_Written instruction:_ Write out the records again, exactly, leaving none out.

_Material provided:_

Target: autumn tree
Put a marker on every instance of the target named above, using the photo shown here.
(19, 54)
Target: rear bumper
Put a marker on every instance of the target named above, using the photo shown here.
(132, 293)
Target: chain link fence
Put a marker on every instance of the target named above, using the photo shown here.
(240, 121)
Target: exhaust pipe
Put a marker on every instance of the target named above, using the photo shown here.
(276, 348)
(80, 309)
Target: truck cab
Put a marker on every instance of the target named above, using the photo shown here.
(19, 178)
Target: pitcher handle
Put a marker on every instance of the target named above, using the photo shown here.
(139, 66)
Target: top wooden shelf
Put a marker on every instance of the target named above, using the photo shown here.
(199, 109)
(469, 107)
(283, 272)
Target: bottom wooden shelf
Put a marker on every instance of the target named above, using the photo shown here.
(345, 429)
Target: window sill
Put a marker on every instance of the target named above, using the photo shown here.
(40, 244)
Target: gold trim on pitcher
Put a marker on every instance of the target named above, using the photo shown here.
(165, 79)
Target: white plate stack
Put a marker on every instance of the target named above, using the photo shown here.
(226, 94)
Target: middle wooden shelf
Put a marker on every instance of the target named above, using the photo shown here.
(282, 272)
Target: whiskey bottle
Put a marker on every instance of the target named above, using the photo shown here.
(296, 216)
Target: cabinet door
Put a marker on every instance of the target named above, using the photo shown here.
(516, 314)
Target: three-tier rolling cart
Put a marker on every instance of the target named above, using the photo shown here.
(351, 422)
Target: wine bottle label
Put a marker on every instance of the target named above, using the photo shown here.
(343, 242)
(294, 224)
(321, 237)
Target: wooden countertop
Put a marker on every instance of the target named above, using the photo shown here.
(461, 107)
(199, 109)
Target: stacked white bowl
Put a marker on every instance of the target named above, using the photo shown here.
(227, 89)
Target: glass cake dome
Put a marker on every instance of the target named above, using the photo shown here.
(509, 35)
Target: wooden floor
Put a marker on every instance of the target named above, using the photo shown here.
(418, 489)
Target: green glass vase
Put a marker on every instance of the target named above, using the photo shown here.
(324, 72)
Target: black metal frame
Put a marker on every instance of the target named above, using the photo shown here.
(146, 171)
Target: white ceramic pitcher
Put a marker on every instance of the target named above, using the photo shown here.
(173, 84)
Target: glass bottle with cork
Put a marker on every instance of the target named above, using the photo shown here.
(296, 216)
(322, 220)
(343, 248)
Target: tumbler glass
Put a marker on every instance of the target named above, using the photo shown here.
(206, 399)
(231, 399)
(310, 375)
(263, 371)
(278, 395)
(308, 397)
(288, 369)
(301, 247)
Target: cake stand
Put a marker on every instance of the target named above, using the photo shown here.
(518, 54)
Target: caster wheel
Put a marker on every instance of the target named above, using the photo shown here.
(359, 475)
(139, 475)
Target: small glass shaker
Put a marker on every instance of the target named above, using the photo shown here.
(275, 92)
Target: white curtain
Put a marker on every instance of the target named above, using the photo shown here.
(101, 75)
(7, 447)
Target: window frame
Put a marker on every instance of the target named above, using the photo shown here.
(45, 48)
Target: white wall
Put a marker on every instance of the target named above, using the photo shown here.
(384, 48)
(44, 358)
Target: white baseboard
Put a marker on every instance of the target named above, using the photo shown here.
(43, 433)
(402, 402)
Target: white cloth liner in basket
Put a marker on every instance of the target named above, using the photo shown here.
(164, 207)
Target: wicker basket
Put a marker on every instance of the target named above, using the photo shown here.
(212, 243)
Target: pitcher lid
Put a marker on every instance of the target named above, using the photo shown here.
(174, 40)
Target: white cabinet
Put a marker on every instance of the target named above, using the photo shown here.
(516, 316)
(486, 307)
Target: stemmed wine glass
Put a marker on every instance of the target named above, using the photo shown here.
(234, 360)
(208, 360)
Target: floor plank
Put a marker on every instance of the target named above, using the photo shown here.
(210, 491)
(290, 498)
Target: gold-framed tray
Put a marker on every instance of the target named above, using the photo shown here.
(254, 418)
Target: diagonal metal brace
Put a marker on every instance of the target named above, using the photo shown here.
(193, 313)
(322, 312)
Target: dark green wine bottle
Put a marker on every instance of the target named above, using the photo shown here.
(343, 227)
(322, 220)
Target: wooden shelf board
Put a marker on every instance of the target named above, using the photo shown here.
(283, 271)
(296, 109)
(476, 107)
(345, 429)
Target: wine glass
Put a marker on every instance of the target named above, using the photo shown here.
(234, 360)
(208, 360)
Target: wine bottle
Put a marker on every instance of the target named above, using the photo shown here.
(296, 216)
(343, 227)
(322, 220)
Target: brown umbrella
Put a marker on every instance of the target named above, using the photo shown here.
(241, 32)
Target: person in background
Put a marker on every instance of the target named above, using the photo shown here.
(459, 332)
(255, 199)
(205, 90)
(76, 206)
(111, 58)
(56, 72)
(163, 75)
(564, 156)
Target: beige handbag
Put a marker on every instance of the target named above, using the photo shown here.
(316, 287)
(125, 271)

_Solution to the exercise:_
Target: autumn tree
Put a marker on every instance of the target named above, using the photo shown here.
(19, 54)
Target: rear bumper
Put a marker on every instance of the target named above, using the photo shown here.
(132, 293)
Target: chain link fence
Put a marker on every instance of the target named above, using the photo shown here.
(240, 121)
Target: exhaust pipe
Put a marker on every instance of the target named above, using the photo shown here.
(276, 348)
(80, 309)
Target: truck cab
Put a marker on every instance of the target named above, using the photo shown here.
(19, 178)
Target: pitcher handle
Put a marker on every instance of the target named above, using the photo shown here.
(139, 66)
Target: top wooden shelf
Put a marker on every instance of the target named above, using the photo shown here.
(199, 109)
(469, 107)
(283, 272)
Target: bottom wooden shelf
Put a marker on every instance of the target named above, using the photo shown here.
(345, 429)
Target: window sill
Put a marker on every instance of the target named above, using the photo shown here.
(40, 244)
Target: gold trim on pitcher
Put a marker on every instance of the target named above, using the photo shown here.
(165, 79)
Target: white plate stack
Put a marker on every instance of the target named above, using the photo shown here.
(226, 94)
Target: middle wooden shelf
Put a marker on every instance of the target named above, using the photo shown here.
(282, 272)
Target: whiskey bottle
Put a marker on every instance of the target named above, using the photo shown here.
(296, 216)
Target: cabinet door
Put a marker on every instance of the target named above, using the photo shown here.
(516, 314)
Target: three-tier rolling cart
Put a marker on every instance of the target named above, using the photo shown here.
(351, 422)
Target: wine bottle label
Put a marker on every instance of the target named above, using the photo shown here.
(343, 242)
(294, 224)
(321, 237)
Target: wooden countertop
Put a marker on every instance of the target named above, using the photo shown here.
(461, 107)
(199, 109)
Target: stacked white bowl
Put a marker on every instance of the target named above, using the photo shown here.
(227, 89)
Target: glass cake dome
Put a marker on every instance of the target named above, using the photo shown here.
(509, 35)
Target: wooden floor
Put a marker on every instance of the target named above, using the photo shown here.
(418, 489)
Target: green glass vase
Put a marker on every instance of the target named above, using the photo shown here.
(324, 72)
Target: black metal frame
Put a marker on every instance of the target named above, using the photo shown here.
(146, 171)
Target: white ceramic pitcher
Put a marker on every instance of the target named above, using the photo shown here.
(173, 84)
Target: glass bottle with cork
Put a marker on every instance of the target named above, using the photo shown here.
(296, 216)
(322, 220)
(343, 248)
Target: tumbler glass
Put a marker on every instance of the target named above, using the photo shown here.
(206, 399)
(231, 399)
(310, 375)
(263, 371)
(278, 395)
(308, 397)
(288, 369)
(301, 247)
Target: cake stand
Put a marker on every instance of the target named above, using the photo shown here.
(518, 54)
Target: caster wheel
Put a marker on every instance of the target named above, using the photo shown here.
(359, 475)
(139, 475)
Target: small glass shaker
Put a marker on every instance of the target named above, using the photo shown here.
(275, 92)
Target: white curtain
Put a marker on every instance of the target named above, using the photo shown here.
(101, 75)
(7, 447)
Target: window frame
Put a marker on every instance of the target named above, using the photo shown here.
(45, 48)
Target: white wall
Put a marker on every instance of the target named above, using the photo shown here.
(384, 48)
(44, 358)
Target: white baseboard
Put a marker on every instance of the target named above, using the photo shown here.
(43, 433)
(402, 402)
Target: white cloth liner in basket
Put a marker on every instance of the target named above, using the photo shown here.
(164, 207)
Target: wicker basket
Put a marker on every instance of the target named above, using the photo shown here.
(212, 243)
Target: pitcher lid
Put a marker on every instance of the target named above, using the photo shown here.
(174, 40)
Target: white cabinet
Put a marker on every instance of the target named above, using the photo shown here.
(516, 316)
(486, 307)
Target: stemmed wine glass
Put a marker on every instance of the target named above, using the photo shown here.
(234, 360)
(208, 360)
Target: floor plank
Put a marker on every instance of the target named above, using the photo shown here.
(210, 491)
(290, 498)
Target: gold-framed tray
Put a marker on every instance of the target named above, using the photo shown here.
(254, 418)
Target: diagonal metal brace
Put a marker on every instance of the target named above, using the photo shown here.
(193, 313)
(322, 312)
Target: dark green wine bottle
Put a marker on every instance of the target named above, using the photo shown here.
(343, 227)
(322, 220)
Target: wooden shelf board
Put a marker on every instance of the target named above, using the photo shown here.
(283, 271)
(296, 109)
(476, 107)
(345, 429)
Target: wine glass
Put a marker on every instance of the target named above, using the photo shown here.
(234, 360)
(208, 360)
Target: wine bottle
Put a marker on every instance of the target named above, using the photo shown here.
(296, 216)
(343, 227)
(322, 220)
Target: brown umbrella
Put a marker on every instance of the target named above, using the photo shown here.
(241, 32)
Target: person in background
Put a marker on every instance of the target named above, using the photo shown here.
(459, 332)
(255, 199)
(205, 90)
(76, 206)
(111, 58)
(56, 72)
(163, 75)
(564, 156)
Target: beige handbag
Put a marker on every instance of the target named above, using the photo shown here.
(316, 287)
(125, 271)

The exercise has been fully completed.